━━ EXTRAIT CHOISI

Saintard[FRA]

  • Musique

Interview

Le 29.03.2019 par JULIETTE MANTELET

Saintard est producteur, saxophoniste, compositeur… Depuis peu, il a ajouté une nouvelle corde à son arc en lançant son projet solo, en français, après de nombreuses collaborations avec des noms comme Enchantée Julia ou Prince Waly, entre autres. Formé en jazz, il a appris le saxophone au conservatoire. On le dit aussi transfiguré par le hip-hop américain, ou encore « biberonné » par la soul et le funk. Son premier clip, Paradoxe, nous a rappelé la fraîcheur de Miel de Montagne, dansant un slow avec son chien ou invitant ses auditeurs à vivre tout nu. Un même mix plaisant d’une certaine légèreté, d’un humour plein de second degré et d’une absurdité un peu surréaliste, le tout dans un clip fait entre potes, simple, convivial et efficace. Saintard fait d’ailleurs les premières parties de Mou, un projet avec lequel il a également en commun l’humour et le décalage et rêve d’un featuring avec Philippe Katherine. Comme Miel de Montagne, il évoque l’amour en douceur, sans spleen et avec beaucoup de nonchalance…

LA VRAIE FAUSSE NONCHALANCE

Ce mélange des genres clairement revendiqué, et cette « vraie fausse nonchalance » affichée sur tous ses réseaux, nous a donné envie de rencontrer le personnage. Dès les premières minutes de notre interview, nous comprenons très vite que dans la vie comme dans son clip, Saintard est quelqu’un de très calme. Il parle avec la même diction posée que dans ses titres. Il sait où il va, et il y va, pas inquiet pour deux sous de ce passage de l’ombre à la lumière. Il joue la décontraction mais analyse avec finesse son projet et le paysage musical actuel, sans illusion, mais avec précision. C’est peut-être ça la vraie fausse nonchalance. Saintard explique son projet avec les pieds sur terre. Son but est simple : « faire des choses qui me ressemblent et à mon échelle ». Comme ce premier clip, réalisé « entre potes », avec Datis Balaï et Nicolas Pidoux, au lac de Vincennes, chez la grand-mère d’un de ses amis ou encore dans la coloc de ses potes.

Saintard, comme dans Paradoxe, revendique l’humour avant tout et avec tout. « L’humour c’est ce qui vieillit le mieux », explique-t-il. « Et cela peut parler à plein de générations différentes, plus que le spleen, car l’humour ça rebondit ». Son humour à lui repose sur le second degré : « J’aime bien rire de moi-même ». Saintard écrit à 90 % sur des situations de sa vie de tous les jours, des situations « un peu banales » dans lesquelles il essaie de « trouver une part de rêve. » Dans Paradoxe, le chanteur n’avait aucune envie de tomber dans le registre pathétique, ou d’écrire une énième chanson d’amour triste. Au contraire, il invite par son titre à prendre du recul sur les situations et préfère avec maturité aborder ces « histoires que l’on ne regrette pas d’avoir vécu, même si cela se termine ». Pour changer, Saintard voulait donc parler avec humour de ce côté positif d’une rencontre amoureuse, raconter ces couples « qui se tapent des barres six ans après leurs ruptures ».

━━━━
━━ DONNÉES

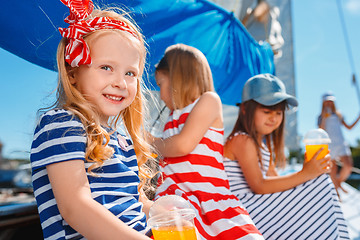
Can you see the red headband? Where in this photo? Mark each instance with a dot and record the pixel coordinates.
(77, 51)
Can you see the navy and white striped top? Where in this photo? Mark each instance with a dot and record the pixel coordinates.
(60, 136)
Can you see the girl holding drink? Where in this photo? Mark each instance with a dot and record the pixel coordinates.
(301, 205)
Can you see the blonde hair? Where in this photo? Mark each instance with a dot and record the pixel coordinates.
(189, 73)
(68, 97)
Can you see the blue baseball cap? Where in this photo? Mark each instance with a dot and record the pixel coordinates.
(267, 90)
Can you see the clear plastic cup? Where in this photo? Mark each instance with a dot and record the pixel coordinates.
(314, 140)
(172, 218)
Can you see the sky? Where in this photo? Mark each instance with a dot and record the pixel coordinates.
(320, 58)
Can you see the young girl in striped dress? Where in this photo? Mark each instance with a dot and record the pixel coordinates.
(302, 205)
(192, 146)
(85, 174)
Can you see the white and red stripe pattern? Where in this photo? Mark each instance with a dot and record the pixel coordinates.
(199, 177)
(77, 51)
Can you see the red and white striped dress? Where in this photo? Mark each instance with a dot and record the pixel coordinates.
(199, 177)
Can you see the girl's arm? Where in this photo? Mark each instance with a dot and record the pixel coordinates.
(207, 112)
(73, 196)
(349, 126)
(244, 150)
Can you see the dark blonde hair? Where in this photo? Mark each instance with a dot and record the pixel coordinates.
(189, 73)
(68, 97)
(274, 141)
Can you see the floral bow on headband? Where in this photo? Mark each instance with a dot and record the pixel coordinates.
(77, 51)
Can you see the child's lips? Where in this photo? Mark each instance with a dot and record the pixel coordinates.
(113, 97)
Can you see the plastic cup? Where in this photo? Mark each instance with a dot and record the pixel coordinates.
(171, 218)
(314, 140)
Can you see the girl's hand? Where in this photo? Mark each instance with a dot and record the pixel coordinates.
(314, 168)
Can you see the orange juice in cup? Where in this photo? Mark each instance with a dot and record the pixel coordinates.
(314, 140)
(171, 218)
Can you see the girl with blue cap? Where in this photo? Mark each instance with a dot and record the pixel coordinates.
(301, 205)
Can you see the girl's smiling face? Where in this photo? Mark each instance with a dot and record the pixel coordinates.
(267, 120)
(110, 82)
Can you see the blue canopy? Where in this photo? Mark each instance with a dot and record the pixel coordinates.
(29, 29)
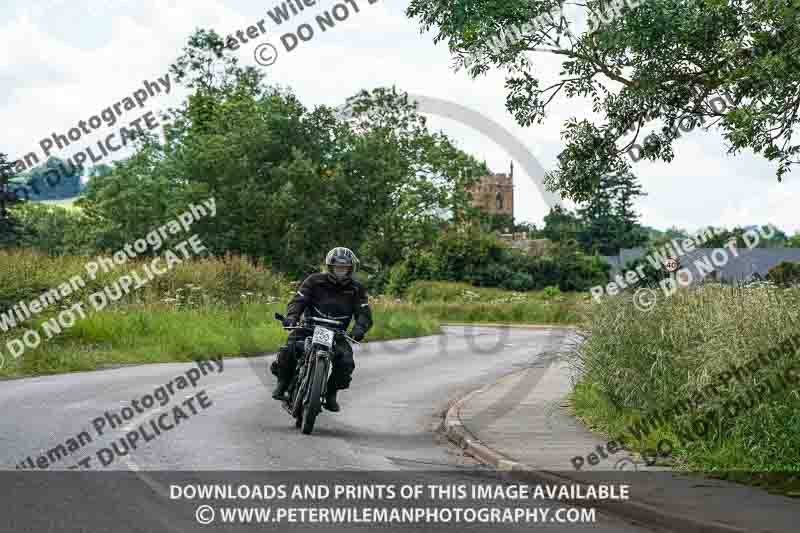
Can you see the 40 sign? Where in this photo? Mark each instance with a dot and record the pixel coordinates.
(672, 265)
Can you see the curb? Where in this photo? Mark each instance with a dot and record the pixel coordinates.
(509, 325)
(638, 511)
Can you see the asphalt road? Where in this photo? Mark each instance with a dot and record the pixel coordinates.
(229, 425)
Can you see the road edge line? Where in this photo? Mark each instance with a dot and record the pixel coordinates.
(638, 511)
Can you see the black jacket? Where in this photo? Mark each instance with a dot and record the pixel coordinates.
(320, 296)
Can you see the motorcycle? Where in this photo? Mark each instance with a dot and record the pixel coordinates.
(309, 385)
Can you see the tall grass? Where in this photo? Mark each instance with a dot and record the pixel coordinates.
(632, 363)
(201, 308)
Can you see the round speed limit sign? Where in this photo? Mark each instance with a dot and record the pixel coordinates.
(671, 265)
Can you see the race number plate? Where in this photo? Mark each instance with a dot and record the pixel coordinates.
(323, 336)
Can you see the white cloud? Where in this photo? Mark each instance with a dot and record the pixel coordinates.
(72, 62)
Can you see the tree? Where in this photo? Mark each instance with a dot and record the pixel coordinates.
(289, 182)
(658, 59)
(8, 229)
(561, 225)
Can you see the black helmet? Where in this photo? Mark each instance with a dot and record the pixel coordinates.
(341, 256)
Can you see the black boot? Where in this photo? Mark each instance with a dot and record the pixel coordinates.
(280, 391)
(330, 401)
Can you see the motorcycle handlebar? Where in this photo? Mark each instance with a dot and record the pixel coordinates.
(279, 317)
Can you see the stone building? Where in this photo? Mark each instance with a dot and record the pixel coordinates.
(494, 193)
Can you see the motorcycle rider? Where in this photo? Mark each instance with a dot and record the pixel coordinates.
(335, 295)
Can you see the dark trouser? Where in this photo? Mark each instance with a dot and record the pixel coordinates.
(285, 364)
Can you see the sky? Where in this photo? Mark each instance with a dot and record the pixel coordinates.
(64, 61)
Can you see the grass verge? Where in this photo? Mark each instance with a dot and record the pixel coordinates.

━━━━

*CONSIGNES*:
1. Pour chacune des affirmations suivantes, dites si elle concorde avec l’article sur Saintard. Répondez par oui ou par non et citez textuellement les mots du texte qui tranchent.
(a) Saintard a appris le saxophone au conservatoire.
(b) Le premier clip de Saintard a été tourné dans un studio professionnel.
(c) Saintard écrit surtout sur des situations imaginaires.
2. Répondez brièvement à ces questions à partir de l’article sur Saintard.
(a) De quel projet Saintard fait-il les premières parties ?
(b) Quel est le but de Saintard, selon ses propres mots ?
(c) D’après Saintard, qu’est-ce qui vieillit le mieux ?

*CORRIGÉ*:
1.
(a) Oui : « il a appris le saxophone au conservatoire ».
(b) Non : « au lac de Vincennes, chez la grand-mère d’un de ses amis ou encore dans la coloc de ses potes ».
(c) Non : « Saintard écrit à 90 % sur des situations de sa vie de tous les jours ».

2.
(a) Il fait les premières parties de Mou.
(b) Son but est de « faire des choses qui me ressemblent et à mon échelle ».
(c) C’est l’humour qui vieillit le mieux.